# [Exercise]
Reproduce each of the records below word for word, changing nothing and leaving nothing out.

# [Information supplied]
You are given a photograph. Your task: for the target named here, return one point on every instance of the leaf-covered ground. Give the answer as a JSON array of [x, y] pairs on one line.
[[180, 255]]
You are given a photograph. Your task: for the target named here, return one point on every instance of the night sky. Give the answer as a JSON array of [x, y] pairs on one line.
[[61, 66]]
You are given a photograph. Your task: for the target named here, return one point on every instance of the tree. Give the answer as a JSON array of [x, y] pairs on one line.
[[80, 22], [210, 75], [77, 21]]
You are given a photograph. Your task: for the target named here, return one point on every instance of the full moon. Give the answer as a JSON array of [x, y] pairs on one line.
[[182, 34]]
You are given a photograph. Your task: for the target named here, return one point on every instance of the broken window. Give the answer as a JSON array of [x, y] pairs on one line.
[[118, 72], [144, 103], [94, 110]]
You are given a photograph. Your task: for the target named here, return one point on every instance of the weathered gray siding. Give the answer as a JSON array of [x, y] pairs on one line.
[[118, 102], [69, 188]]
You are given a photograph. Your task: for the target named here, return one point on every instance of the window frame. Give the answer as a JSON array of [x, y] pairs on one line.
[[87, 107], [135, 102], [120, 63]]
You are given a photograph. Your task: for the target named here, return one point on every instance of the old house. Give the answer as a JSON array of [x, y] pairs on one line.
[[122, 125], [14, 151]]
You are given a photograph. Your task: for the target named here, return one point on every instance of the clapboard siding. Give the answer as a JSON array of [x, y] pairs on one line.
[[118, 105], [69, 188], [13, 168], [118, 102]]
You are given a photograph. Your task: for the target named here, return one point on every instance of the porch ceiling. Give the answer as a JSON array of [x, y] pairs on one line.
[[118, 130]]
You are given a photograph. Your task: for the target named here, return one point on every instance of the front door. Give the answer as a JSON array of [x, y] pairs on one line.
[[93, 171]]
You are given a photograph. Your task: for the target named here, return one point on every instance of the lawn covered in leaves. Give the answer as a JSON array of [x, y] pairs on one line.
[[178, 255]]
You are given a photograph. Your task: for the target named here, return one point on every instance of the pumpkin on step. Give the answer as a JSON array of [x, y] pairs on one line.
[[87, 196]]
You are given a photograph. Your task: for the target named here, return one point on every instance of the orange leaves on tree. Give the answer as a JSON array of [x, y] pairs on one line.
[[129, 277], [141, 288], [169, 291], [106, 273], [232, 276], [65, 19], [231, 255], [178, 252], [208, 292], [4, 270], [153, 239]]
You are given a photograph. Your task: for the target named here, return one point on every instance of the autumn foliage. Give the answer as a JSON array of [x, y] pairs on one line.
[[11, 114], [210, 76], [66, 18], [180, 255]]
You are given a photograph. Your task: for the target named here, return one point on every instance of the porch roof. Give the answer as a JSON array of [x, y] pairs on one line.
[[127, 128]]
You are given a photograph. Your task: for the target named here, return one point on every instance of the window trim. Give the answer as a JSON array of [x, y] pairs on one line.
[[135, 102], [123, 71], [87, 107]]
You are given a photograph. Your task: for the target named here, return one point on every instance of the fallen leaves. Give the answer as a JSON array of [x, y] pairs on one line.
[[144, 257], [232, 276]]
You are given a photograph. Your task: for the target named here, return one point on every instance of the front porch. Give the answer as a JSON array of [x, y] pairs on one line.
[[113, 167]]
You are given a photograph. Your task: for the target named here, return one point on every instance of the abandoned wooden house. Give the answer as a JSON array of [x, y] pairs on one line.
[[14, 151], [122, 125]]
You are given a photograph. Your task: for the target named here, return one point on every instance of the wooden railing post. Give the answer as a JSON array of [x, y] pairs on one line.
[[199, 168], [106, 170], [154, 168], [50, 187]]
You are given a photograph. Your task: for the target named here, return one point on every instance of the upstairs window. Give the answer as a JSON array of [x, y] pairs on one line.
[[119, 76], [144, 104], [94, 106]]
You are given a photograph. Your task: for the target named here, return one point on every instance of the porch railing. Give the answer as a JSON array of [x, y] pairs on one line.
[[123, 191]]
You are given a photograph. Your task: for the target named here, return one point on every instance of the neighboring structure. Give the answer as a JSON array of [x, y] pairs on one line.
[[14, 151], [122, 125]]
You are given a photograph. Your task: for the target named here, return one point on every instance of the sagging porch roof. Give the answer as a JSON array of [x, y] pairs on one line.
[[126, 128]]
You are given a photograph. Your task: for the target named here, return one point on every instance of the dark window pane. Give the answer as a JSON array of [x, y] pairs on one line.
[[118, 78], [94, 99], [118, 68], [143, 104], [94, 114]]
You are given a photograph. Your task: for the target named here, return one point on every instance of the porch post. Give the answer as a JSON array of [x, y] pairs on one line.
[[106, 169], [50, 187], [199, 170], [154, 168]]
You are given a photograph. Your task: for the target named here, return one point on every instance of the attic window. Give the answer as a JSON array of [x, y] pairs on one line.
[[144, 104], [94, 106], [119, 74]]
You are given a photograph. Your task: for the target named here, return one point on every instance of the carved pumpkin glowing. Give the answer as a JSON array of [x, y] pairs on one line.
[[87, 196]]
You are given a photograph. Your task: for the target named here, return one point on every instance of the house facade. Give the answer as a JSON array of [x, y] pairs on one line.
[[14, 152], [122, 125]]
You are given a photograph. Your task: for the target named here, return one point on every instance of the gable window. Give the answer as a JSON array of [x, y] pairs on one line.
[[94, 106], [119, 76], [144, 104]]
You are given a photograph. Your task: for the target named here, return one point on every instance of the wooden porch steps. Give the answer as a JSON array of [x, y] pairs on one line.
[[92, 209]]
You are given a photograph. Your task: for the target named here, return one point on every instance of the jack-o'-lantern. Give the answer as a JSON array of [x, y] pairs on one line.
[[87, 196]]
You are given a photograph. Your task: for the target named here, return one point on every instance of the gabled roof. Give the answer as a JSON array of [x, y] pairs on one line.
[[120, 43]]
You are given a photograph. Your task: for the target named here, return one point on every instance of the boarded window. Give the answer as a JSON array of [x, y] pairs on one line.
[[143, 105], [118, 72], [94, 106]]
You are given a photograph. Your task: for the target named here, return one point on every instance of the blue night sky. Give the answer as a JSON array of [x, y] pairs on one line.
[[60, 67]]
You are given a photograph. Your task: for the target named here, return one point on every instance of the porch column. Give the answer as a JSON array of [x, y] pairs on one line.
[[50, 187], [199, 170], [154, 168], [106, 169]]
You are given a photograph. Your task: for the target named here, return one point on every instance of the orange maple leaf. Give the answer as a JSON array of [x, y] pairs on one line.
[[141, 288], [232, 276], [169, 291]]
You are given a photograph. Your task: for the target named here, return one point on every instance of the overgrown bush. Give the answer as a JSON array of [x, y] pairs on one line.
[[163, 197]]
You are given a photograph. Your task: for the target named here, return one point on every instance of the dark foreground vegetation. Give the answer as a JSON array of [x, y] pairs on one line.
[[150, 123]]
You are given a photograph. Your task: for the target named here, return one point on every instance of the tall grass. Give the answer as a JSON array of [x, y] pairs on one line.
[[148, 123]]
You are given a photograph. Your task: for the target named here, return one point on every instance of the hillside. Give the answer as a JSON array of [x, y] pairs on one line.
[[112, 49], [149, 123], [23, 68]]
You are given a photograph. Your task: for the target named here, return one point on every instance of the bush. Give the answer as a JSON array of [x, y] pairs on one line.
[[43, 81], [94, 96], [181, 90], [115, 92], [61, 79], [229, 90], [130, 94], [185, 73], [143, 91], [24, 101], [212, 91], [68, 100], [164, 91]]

# [Task output]
You are given a photograph. Your task: for the target named here, return one point on every instance of the leaf-covered ground. Give the answer as a JSON array of [x, y] pairs on one line.
[[180, 255]]
You are given a photograph. Your task: for the target named here, return one point on every instance of the night sky. Give the answer as a JSON array of [x, y] pairs on one line.
[[61, 66]]
You are given a photograph. Your task: for the target named here, return one point on every instance of the tree. Give the answer as a JSON array of [x, y] pairs on one line.
[[80, 22], [210, 75], [77, 21]]
You are given a photograph. Your task: for the target named here, return one point on every instance of the full moon. Give the answer as a JSON array of [x, y] pairs on one line.
[[182, 34]]
You are given a photograph. Your task: for the target named here, return one point on every instance of the broken window. Give the answer as a JSON array of [x, y] pairs on one line.
[[118, 72], [144, 103], [94, 110]]
You are given a photograph. Your task: for the target named here, return one point on every instance of the weathered gray siding. Give the answer as a JSON array of [x, y] pairs on one line.
[[118, 102], [69, 188]]
You are given a photograph. Your task: for the target named here, return one point on every instance of the window frame. Give the answer as a JSON array of [x, y] pairs on one line.
[[87, 107], [135, 102], [120, 63]]
You are given a photograph. Your task: for the target named here, return one point on every instance of the old house. Give the answer as a JSON array of [x, y] pairs on one line.
[[122, 125], [14, 151]]
You are given a photograph. Your task: for the target named here, return one point on every instance of the clapboard siding. Give the answer as a JSON array of [x, y] pairs on one line.
[[118, 105], [69, 188], [13, 168], [118, 102]]
You are given a photograph. Your task: for the target named here, return one point on every instance of the porch ceiling. Give the answer as a JSON array of [x, y] pairs on one line.
[[118, 130]]
You are given a photograph. Your task: for the target named here, return one point on every instance of the front door. Give the answer as a JSON array of [x, y] pairs on one line.
[[93, 171]]
You are given a photograph. Your task: for the target named here, return one point on every instance of the lawn covered in leaves. Give the answer as a JSON array of [x, y] pairs on one line.
[[178, 255]]
You are given a photograph. Your task: for the target named here, return one point on every instance of the pumpkin on step. Give the answer as a JSON array of [x, y] pairs on one line.
[[87, 196]]
You are given a photograph. Your task: for the target named here, return one point on every instance of the orange leaves on tree. Give the answer as a JSON array of [x, y] pairs on one line.
[[129, 277], [141, 288], [169, 291], [106, 273], [232, 276], [65, 19], [231, 255], [178, 252], [208, 292], [4, 270], [153, 239]]
You are given a photograph. Your task: for the target named here, return one point on every instance of the autumn foliage. Give the answer as a JSON array of [x, y] pairs on one line.
[[11, 114], [210, 76], [66, 18], [180, 255]]
You are given a photograph. Your task: for the target named here, return one point on every instance of the porch roof. Give the answer as a JSON array of [x, y] pairs on one line.
[[127, 128]]
You are given a photograph. Your task: for the target named here, return one point on every instance of the window trim. Give the answer as a JSON array of [x, y] pairs on one line.
[[135, 102], [123, 71], [87, 107]]
You are given a photograph. Your task: for the target named here, return one point on every instance of the fallen leaves. Give the answer as a JSON array of [x, y] pairs on one line.
[[144, 257], [232, 276]]
You are given a photograph. Your task: for the target named here, return one point on every instance of the front porch. Give the answer as a JSON array of [x, y] pairs on one line.
[[113, 167]]
You are given a photograph. Your task: for the target named here, return one point on every instance of the abandoned wooden house. Give the answer as a JSON array of [x, y] pairs on one line.
[[14, 151], [122, 125]]
You are given a photograph. Your task: for the target named here, return one point on every instance of the wooden railing post. Give the answer as a JSON array of [x, y] pairs on one line.
[[199, 168], [106, 170], [154, 168], [50, 187]]
You are given a photograph. Your task: for the target named here, return one point on every instance of the upstairs window. Give the answer as a JSON array of [x, y] pairs on one line.
[[119, 76], [144, 104], [94, 106]]
You are given a photograph. Your task: for the target named here, return one point on every instance of the porch railing. Give the answer as a JSON array of [x, y] pairs on one line.
[[123, 191]]
You are given a photograph. Your task: for the target named here, return one point on every instance of the neighboring structure. Give the answer as a JSON array of [x, y] pairs on one line.
[[14, 151], [122, 125]]
You are given a photograph. Your task: for the target named here, return one point on every instance of the sagging porch roof. Give the answer as a JSON array of [x, y] pairs on one line.
[[126, 128]]
You are given a photograph. Your task: for the target named here, return one point on every instance of the dark window pane. Give the answer as a JSON array of [x, y] pairs on one line.
[[118, 78], [94, 99], [118, 68], [143, 104], [94, 114]]
You are given a photograph. Your task: for the target named here, return one point on every instance of the porch post. Give the answer as a JSON array of [x, y] pairs on one line.
[[106, 169], [50, 187], [199, 170], [154, 168]]
You are given a photograph. Your task: for the target named here, return one point on every instance of the attic window. Give the answer as a JSON array of [x, y] pairs on one line.
[[144, 104], [94, 106], [119, 74]]
You are given a photograph. Your task: for the target named here, return one point on every instance of the carved pumpkin glowing. Give the answer as a JSON array of [x, y] pairs on one line.
[[87, 196]]
You are given a photograph. Your task: for the target named here, return one point on every instance of the house facade. Give the answer as a JSON array of [x, y] pairs on one line.
[[14, 152], [122, 125]]
You are given a photograph. Your task: for the target named here, return one point on every instance of the gable window. Give the answer as a JSON array of [x, y] pairs on one line.
[[94, 106], [119, 76], [144, 104]]
You are given a photograph. Your task: for the target named here, return one point on every instance of the wooden porch steps. Give the answer as a JSON array of [x, y] pairs on one line.
[[92, 209]]
You are given a photograph. Your task: for the target named here, return one point on every instance of the jack-o'-lantern. Give the answer as a JSON array of [x, y] pairs on one line.
[[87, 196]]
You are given a photograph. Your task: for the target named here, return one point on every instance of the gabled roof. Give the answer as a JSON array of [x, y] pairs on one line.
[[120, 43]]
You are given a photograph. Your task: for the target named here, return one point on every instance of the boarded window. Give the answer as a JSON array of [x, y] pairs on one line.
[[143, 105], [118, 72], [94, 106]]
You are given a photograph. Your task: for the target named here, return one point on every instance of the blue night sky. Give the answer as a JSON array of [x, y] pairs on one line.
[[60, 67]]
You are given a photograph. Your task: for the target named here, return one point on every instance of the porch column. Give the answer as a JSON array of [x, y] pairs on one line.
[[50, 187], [199, 170], [154, 168], [106, 169]]
You are given a photograph. Your task: for the target named here, return one point on every instance of the orange maple leaf. Give the answer as a JSON array of [x, y] pairs on one line.
[[141, 288], [232, 276], [169, 291]]
You are given a photograph. Your task: for the target named here, return one point on every instance of the overgrown bush. Give the answer as a JSON array of [x, y] pairs on one line.
[[163, 197]]
You are given a photograph. Your task: for the target named here, return one point on every instance of the dark foreground vegetation. Give the answer as a JSON array of [x, y] pairs on one line.
[[150, 123]]
You are given a photograph. Your task: for the target named here, return one point on every instance of the tall grass. Give the answer as a JSON array of [x, y] pairs on one line.
[[148, 123]]
You are given a photograph. Your task: for the target named here, return one point on every instance of the hillside. Give the answer as a JSON array of [x, y] pairs on one line.
[[112, 49], [149, 123], [23, 68]]
You are given a photograph. Your task: for the target named here, return one point on every instance of the bush. Give the answer as a JSON array of [x, y] pairs on one line.
[[43, 81], [94, 96], [181, 90], [115, 92], [61, 79], [229, 90], [130, 94], [185, 73], [143, 91], [24, 101], [212, 91], [68, 100], [164, 91]]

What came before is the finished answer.